→ WHAT YOU SHOULD DO:
Pull out each line of the entries below that contains the word "with", and list those lines in their original order.

→ ITEMS:
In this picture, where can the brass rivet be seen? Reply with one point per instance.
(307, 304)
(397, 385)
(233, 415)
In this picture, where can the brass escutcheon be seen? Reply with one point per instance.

...

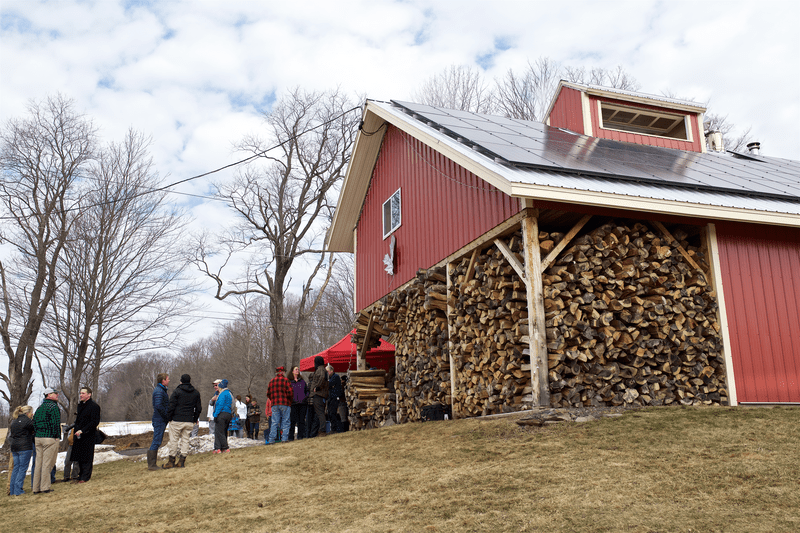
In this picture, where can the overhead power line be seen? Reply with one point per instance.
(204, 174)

→ THE REPLY:
In this picture, where can the brass rivet be seen? Reply with one point per instance.
In this picture, where can the brass escutcheon be seen? Reply with one point per instance.
In this picture, where can the overhead power line be seen? Reply with one point per instance.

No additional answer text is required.